> _Data for this task_
++++++++++
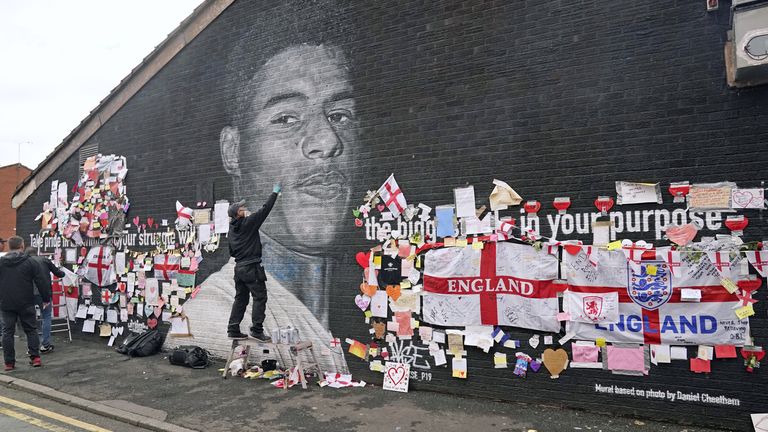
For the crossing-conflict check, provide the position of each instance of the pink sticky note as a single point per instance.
(700, 365)
(584, 353)
(626, 358)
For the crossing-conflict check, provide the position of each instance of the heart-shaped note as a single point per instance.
(555, 361)
(368, 290)
(396, 374)
(534, 341)
(532, 206)
(742, 198)
(750, 285)
(682, 234)
(393, 291)
(362, 259)
(362, 301)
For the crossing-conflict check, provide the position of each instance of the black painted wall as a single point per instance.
(556, 98)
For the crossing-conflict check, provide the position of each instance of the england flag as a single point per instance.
(650, 309)
(502, 284)
(393, 197)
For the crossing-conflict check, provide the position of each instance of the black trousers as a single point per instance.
(28, 320)
(249, 281)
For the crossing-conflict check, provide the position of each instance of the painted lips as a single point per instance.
(324, 185)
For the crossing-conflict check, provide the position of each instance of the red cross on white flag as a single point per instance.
(759, 260)
(98, 268)
(722, 262)
(393, 197)
(672, 258)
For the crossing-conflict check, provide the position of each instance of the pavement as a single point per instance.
(152, 394)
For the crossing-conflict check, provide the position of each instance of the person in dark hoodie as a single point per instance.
(250, 278)
(46, 267)
(18, 275)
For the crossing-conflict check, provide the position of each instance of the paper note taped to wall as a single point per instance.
(712, 196)
(637, 193)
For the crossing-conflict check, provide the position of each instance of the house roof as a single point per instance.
(192, 26)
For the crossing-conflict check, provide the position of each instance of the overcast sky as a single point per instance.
(61, 58)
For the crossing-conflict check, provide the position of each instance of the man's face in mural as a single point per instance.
(299, 129)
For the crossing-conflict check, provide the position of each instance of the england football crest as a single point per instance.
(650, 289)
(592, 306)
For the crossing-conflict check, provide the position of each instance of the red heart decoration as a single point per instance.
(750, 285)
(362, 259)
(396, 374)
(572, 248)
(604, 203)
(681, 234)
(532, 206)
(737, 224)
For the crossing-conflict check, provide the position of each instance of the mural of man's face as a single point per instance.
(300, 129)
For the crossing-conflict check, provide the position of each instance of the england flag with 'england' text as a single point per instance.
(650, 307)
(501, 284)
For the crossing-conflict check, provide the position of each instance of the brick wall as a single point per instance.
(555, 99)
(10, 177)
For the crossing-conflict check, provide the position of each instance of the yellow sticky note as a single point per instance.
(729, 285)
(745, 311)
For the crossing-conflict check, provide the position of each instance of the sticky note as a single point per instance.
(745, 311)
(725, 351)
(729, 285)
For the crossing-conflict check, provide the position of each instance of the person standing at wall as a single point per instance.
(46, 268)
(250, 278)
(18, 275)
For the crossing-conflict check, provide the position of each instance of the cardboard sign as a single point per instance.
(396, 376)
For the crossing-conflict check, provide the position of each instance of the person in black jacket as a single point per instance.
(18, 275)
(245, 248)
(46, 267)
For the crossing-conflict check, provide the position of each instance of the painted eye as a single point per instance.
(339, 117)
(285, 119)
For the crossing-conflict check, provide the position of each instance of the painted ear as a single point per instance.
(229, 142)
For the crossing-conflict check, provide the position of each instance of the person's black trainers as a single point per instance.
(261, 337)
(237, 335)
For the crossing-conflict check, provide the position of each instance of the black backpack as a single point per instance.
(191, 356)
(142, 345)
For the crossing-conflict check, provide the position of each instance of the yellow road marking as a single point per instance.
(33, 421)
(50, 414)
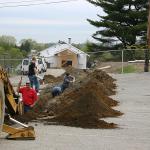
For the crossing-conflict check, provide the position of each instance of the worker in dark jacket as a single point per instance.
(67, 80)
(56, 90)
(29, 95)
(32, 74)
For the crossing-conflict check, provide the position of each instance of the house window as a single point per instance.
(66, 63)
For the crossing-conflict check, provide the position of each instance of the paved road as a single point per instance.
(133, 134)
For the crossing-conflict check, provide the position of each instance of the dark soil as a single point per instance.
(81, 105)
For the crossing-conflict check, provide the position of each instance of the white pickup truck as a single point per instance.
(40, 63)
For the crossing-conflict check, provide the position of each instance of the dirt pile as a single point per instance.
(51, 79)
(82, 105)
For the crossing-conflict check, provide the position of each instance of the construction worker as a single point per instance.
(29, 95)
(67, 80)
(32, 74)
(56, 90)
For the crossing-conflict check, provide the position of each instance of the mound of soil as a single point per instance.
(82, 105)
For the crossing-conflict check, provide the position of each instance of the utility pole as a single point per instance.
(146, 66)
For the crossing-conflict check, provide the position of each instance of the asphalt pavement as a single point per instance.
(133, 93)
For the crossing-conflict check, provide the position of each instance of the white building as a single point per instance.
(62, 55)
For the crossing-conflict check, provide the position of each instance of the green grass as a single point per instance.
(128, 69)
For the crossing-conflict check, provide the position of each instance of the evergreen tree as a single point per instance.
(124, 23)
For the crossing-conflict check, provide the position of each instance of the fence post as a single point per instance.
(122, 54)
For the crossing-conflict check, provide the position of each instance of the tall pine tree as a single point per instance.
(124, 22)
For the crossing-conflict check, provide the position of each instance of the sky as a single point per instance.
(47, 23)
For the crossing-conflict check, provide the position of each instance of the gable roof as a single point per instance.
(51, 51)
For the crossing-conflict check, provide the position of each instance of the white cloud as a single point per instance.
(25, 21)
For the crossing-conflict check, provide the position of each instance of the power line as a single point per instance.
(17, 2)
(46, 3)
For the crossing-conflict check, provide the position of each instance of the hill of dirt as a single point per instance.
(84, 104)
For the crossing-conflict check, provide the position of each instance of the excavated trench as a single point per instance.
(84, 104)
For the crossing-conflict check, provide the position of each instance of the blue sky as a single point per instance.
(49, 23)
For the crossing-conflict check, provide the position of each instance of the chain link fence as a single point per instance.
(12, 66)
(119, 61)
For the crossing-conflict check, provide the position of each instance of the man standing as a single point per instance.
(29, 95)
(67, 80)
(32, 74)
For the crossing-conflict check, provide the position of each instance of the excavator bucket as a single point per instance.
(26, 133)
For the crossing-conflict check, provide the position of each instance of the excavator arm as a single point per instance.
(9, 103)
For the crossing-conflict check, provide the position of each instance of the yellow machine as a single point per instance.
(9, 105)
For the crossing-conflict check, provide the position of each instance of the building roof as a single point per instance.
(51, 51)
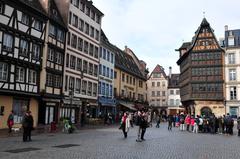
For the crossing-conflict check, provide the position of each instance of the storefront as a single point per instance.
(71, 109)
(48, 111)
(106, 105)
(19, 105)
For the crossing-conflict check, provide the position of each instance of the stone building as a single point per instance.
(201, 78)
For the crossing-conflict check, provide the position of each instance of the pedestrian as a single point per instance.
(143, 125)
(158, 121)
(200, 125)
(30, 126)
(125, 124)
(26, 126)
(220, 125)
(188, 121)
(131, 119)
(170, 122)
(182, 127)
(174, 120)
(192, 122)
(138, 123)
(196, 124)
(177, 120)
(238, 126)
(10, 122)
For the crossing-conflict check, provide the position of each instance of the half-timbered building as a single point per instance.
(53, 65)
(202, 73)
(22, 36)
(81, 59)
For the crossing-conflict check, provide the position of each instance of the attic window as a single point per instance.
(55, 14)
(1, 7)
(231, 41)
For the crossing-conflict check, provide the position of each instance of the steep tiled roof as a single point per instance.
(159, 69)
(125, 62)
(185, 45)
(203, 24)
(35, 4)
(58, 17)
(173, 81)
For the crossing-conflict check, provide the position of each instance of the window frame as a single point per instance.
(3, 71)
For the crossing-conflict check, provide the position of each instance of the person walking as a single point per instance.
(170, 122)
(158, 121)
(31, 121)
(138, 123)
(26, 126)
(196, 124)
(192, 122)
(125, 124)
(188, 121)
(181, 119)
(144, 124)
(200, 125)
(220, 125)
(10, 122)
(238, 126)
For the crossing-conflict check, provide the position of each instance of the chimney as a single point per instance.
(226, 27)
(170, 72)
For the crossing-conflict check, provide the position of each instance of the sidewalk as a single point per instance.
(45, 129)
++++++++++
> _What is required_
Write out the listing above exactly, images omitted.

> _Solution for this problem_
For the crossing-conflict check, provide the position of each instance of the pink sticky note as a single point per instance.
(700, 365)
(584, 353)
(626, 358)
For the crossing-conflict check, provide the position of each instance of the heart-shaped note as a single point per instance.
(555, 361)
(368, 290)
(396, 374)
(534, 341)
(532, 206)
(742, 198)
(750, 285)
(682, 234)
(393, 291)
(362, 259)
(362, 301)
For the crossing-conflict check, provide the position of each instance of the black painted wall as a single point per instance.
(556, 98)
For the crossing-conflict check, provide the position of each instance of the england flag as a single point per instance.
(650, 309)
(502, 284)
(393, 197)
For the crossing-conflict check, provide the position of each instance of the black trousers as a single point per instance.
(28, 320)
(249, 281)
For the crossing-conflict check, provide the position of each instance of the painted lips as a single point per instance.
(324, 185)
For the crossing-conflict check, provide the position of each instance of the red cross on white flag as a single point per instance.
(759, 260)
(98, 268)
(722, 262)
(393, 197)
(672, 258)
For the crossing-conflict check, provide the position of each instance of the pavement as a single point per instance.
(152, 394)
For the crossing-conflict check, provide the position of each instance of the person in dark hoodie as a single point per instance.
(250, 278)
(46, 267)
(18, 275)
For the crossing-conflict check, provide the position of each instance of the paper note taped to wall as a single point per instance.
(712, 196)
(637, 193)
For the crossing-conflict check, provide the position of each instance of the house roof as a single point per instance.
(192, 26)
For the crossing-conflict check, provide the position of each instance of the overcast sky as a single point per instance.
(61, 58)
For the crossing-conflict check, provide the position of each instance of the man's face in mural as a single point per instance.
(299, 129)
For the crossing-conflict check, provide the position of each instance of the england football crest as a single point per instance.
(650, 289)
(592, 306)
For the crossing-conflict check, provide the position of each instance of the red heart decoration as a single point per instance.
(750, 285)
(362, 259)
(396, 374)
(572, 248)
(604, 203)
(681, 234)
(532, 206)
(737, 224)
For the crossing-conflict check, provide the position of each instance of the mural of man's face as a single point per instance.
(300, 129)
For the crossing-conflict check, provide the position of each instance of the england flag with 'england' text as a single point per instance.
(650, 307)
(501, 284)
For the crossing-conflict check, provide the position of each instance of the brick wall as a single point per instance.
(555, 99)
(10, 177)
For the crossing-conflict check, provide the position of each instance of the yellow sticky note as a single point per instance.
(729, 285)
(745, 311)
For the crossing-conflict check, provide the position of each instance of the sticky note as a single point per instance.
(745, 311)
(725, 351)
(729, 285)
For the crossing-conflict check, provide the position of each instance of the person standing at wall as a single point per instance.
(46, 268)
(250, 278)
(18, 275)
For the crossing-conflict check, provide the position of each instance of the cardboard sign as a single point per instance.
(396, 376)
For the crossing-conflict check, provide the position of each instance of the person in black jacket as a single point per instance.
(18, 275)
(245, 248)
(46, 267)
For the crossing-conflict check, provide the position of each instance of the painted eye as a single point per instance.
(339, 117)
(285, 119)
For the crossing-conflict check, provide the position of each instance of the painted ear as a single point per instance.
(229, 142)
For the crossing-conflict check, provide the position of each instance of the person's black trainers as a single point per instance.
(261, 337)
(237, 335)
For the crossing-conflict check, provide the position of each instance of the black backpack as a single point per instance.
(191, 356)
(142, 345)
For the crossing-conflict check, provide the position of each instance of the yellow road marking as a single point per instance.
(33, 421)
(50, 414)
For the crossing-conflict check, provide the position of each instance of the worker in dark jacket as a single point per instance.
(67, 80)
(56, 90)
(29, 95)
(32, 74)
For the crossing-conflict check, provide the position of each instance of the house window as a single point per instance.
(66, 63)
For the crossing-conflict check, provide the position of each instance of the paved road as a single point per instance.
(133, 134)
For the crossing-conflict check, provide the position of each instance of the dark soil as a single point per instance.
(81, 105)
For the crossing-conflict check, provide the position of each instance of the white pickup truck as a single point per instance.
(40, 63)
For the crossing-conflict check, provide the position of each instance of the dirt pile as a single point per instance.
(51, 79)
(82, 105)
For the crossing-conflict check, provide the position of each instance of the construction worker as a single point per instance.
(29, 95)
(67, 80)
(32, 74)
(56, 90)
For the crossing-conflict check, provide the position of each instance of the mound of soil as a single point per instance.
(82, 105)
For the crossing-conflict check, provide the position of each instance of the utility pole as a single point per instance.
(146, 66)
For the crossing-conflict check, provide the position of each instance of the asphalt pavement as a single point per instance.
(133, 93)
For the crossing-conflict check, provide the position of each instance of the white building as a single point per instance.
(62, 55)
For the crossing-conflict check, provide the position of each instance of the green grass as a single point per instance.
(128, 69)
For the crossing-conflict check, provide the position of each instance of the evergreen tree as a single point per instance.
(124, 23)
For the crossing-conflict check, provide the position of each instance of the fence post as a single point per instance.
(122, 54)
For the crossing-conflict check, provide the position of each instance of the tall pine tree as a single point per instance.
(124, 22)
For the crossing-conflict check, provide the position of each instance of the sky as a single point per instance.
(47, 23)
For the crossing-conflict check, provide the position of each instance of the gable roof as a single point per instance.
(51, 51)
For the crossing-conflict check, provide the position of each instance of the white cloud as a single point per instance.
(25, 21)
For the crossing-conflict check, provide the position of each instance of the power line as a single point per instance.
(17, 2)
(46, 3)
For the crossing-conflict check, provide the position of each instance of the hill of dirt as a single point per instance.
(84, 104)
For the crossing-conflict check, provide the position of each instance of the excavated trench as a single point per instance.
(84, 104)
For the crossing-conflict check, provide the position of each instance of the blue sky as a single point per instance.
(49, 23)
For the crossing-conflict check, provide the position of each instance of the chain link fence as a single point per instance.
(12, 66)
(119, 61)
For the crossing-conflict check, provide the position of each instance of the man standing as a single point per instance.
(29, 95)
(67, 80)
(32, 74)
For the crossing-conflict check, provide the position of each instance of the excavator bucket as a single point per instance.
(26, 133)
For the crossing-conflict check, provide the position of each instance of the excavator arm as a single point per instance.
(9, 103)
For the crossing-conflict check, provide the position of each instance of the yellow machine as a single point per instance.
(9, 105)
For the crossing-conflict check, provide the position of each instance of the building roof as a single point per instance.
(51, 51)
For the crossing-conflict check, provide the position of each instance of the storefront as a single point per instance.
(71, 109)
(48, 111)
(106, 105)
(19, 105)
For the crossing-conflict check, provide the position of each instance of the stone building as a single point per instance.
(201, 78)
For the crossing-conflict check, provide the position of each instance of the pedestrian as a single point per instance.
(143, 125)
(158, 121)
(200, 125)
(30, 126)
(125, 124)
(26, 126)
(220, 125)
(188, 121)
(131, 119)
(170, 122)
(182, 127)
(174, 120)
(192, 122)
(138, 123)
(196, 124)
(177, 120)
(238, 126)
(10, 122)
For the crossing-conflict check, provide the position of each instance of the half-timbered building as a single point per instance.
(53, 65)
(202, 73)
(22, 36)
(81, 59)
For the crossing-conflict check, provide the position of each instance of the attic window as a single point per instance.
(55, 14)
(1, 7)
(231, 41)
For the crossing-conflict check, provide the position of each instance of the steep tiled roof as a single point per instance.
(159, 69)
(125, 62)
(185, 45)
(203, 24)
(35, 4)
(58, 17)
(173, 81)
For the crossing-conflict check, provide the position of each instance of the window frame as a single point per instance.
(3, 71)
For the crossing-conflict check, provide the position of each instance of the person walking as a single point per instance.
(170, 122)
(158, 121)
(31, 121)
(138, 123)
(26, 126)
(196, 124)
(192, 122)
(125, 124)
(188, 121)
(181, 119)
(144, 124)
(200, 125)
(220, 125)
(10, 122)
(238, 126)
For the crossing-conflict check, provide the position of each instance of the chimney as a single point per instance.
(226, 27)
(170, 72)
For the crossing-conflict check, provide the position of each instance of the sidewalk as a single point per instance.
(45, 129)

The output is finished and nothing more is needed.